══ SOURCE ══

Comments on the Quality of English Language

Some grammar and stylistic errors are present, and the article needs to be proofread and corrected in this regard. 

Author Response

Please see the attachment.

Author Response File: Author Response.pdf

Reviewer 2 Report

Comments and Suggestions for Authors

Summary 

The paper presents a deep learning model based on a combination of BERT and MLP, which is designed to classify long texts into thematic categories such as research topics and categories of newspapers. The presented method, labelled RQ-OSPTrans, consists of two parallel trained modules that aim to capture the overall semantics of long texts. In several experiments, RQ-OSPTrans has been shown to outperform existing state-of-the-art models.  

Overall impression 

The methodology and the results are mainly comprehensible, but the introduction, in particular, requires revision to ensure that the actual aim of the work is clearly articulated. Whether the term "topic identification" accurately describes the addressed task should be considered, as it is often associated with unsupervised learning. Instead, this work classifies texts into research topics or thematic focal points in newspapers. Furthermore, "overall semantics" requires a definition that is essential for understanding the paper.  

With regard to the methodology, consideration should be given to whether a k-fold cross-validation should be carried out, as this would be more meaningful than testing based on a simple split. A significance test should also be carried out to ascertain whether the results of the model are significantly better than the baseline models. 

Abstract 

The summary clearly describes the methodology employed and the results obtained. The objective is also clearly stated. However, "Topic Identification" should be replaced (see Overall Impression). Furthermore, consideration should be given to whether the difficulty described, namely that the label range cannot be controlled after interactive prompting, should be included in the abstract, as this is hardly thematised in the rest of the paper. Instead, the challenges addressed should be emphasised, namely the classification of very long texts, including those containing colloquial expressions. 

Introduction 

The introduction should commence with a more precise delineation of the specific objective being addressed, namely the classification of long texts into thematic categories. At present, the impression is given that any text classification task should be mastered, but the experiments are geared explicitly towards thematic categorisation.

Furthermore, it is also necessary to indicate which challenges were specifically addressed. It would be beneficial to provide a clearer structure for subsection 1.1. The initial sentence appears to convey the impression that the challenge is the classification of lengthy texts. However, this is followed by a discussion of the problems and solutions in multi-label classification and the imbalance of data sets, which can occur not only in the classification of long texts.  

Moreover, Figure 1 would benefit from additional clarity regarding the relationship between the tiny images and the challenges they represent. One potential solution to this issue is to insert explanatory text fields above the smaller images, with the text "Challenge 1" and so forth.

═══
══ MATERIAL PROVIDED ══

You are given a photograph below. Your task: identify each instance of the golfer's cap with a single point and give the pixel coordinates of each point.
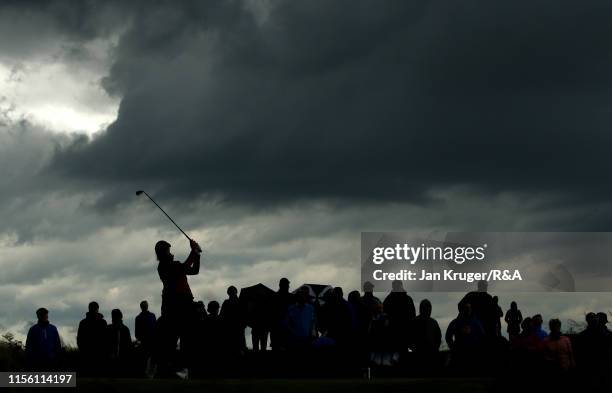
(161, 246)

═══

_AIM A_
In the review, Reviewer 2's comments are grouped under headings. List every heading that appears below "Comments and Suggestions for Authors".
_AIM B_
Answer these questions using the review:
(i) What label is given to the presented method?
(ii) What does the reviewer suggest using instead of testing on a simple split?
(iii) What text is proposed for the explanatory fields above the smaller images in Figure 1?

_CORRECT ANSWER A_
Summary
Overall impression
Abstract
Introduction

_CORRECT ANSWER B_
(i) RQ-OSPTrans
(ii) A k-fold cross-validation
(iii) "Challenge 1" and so forth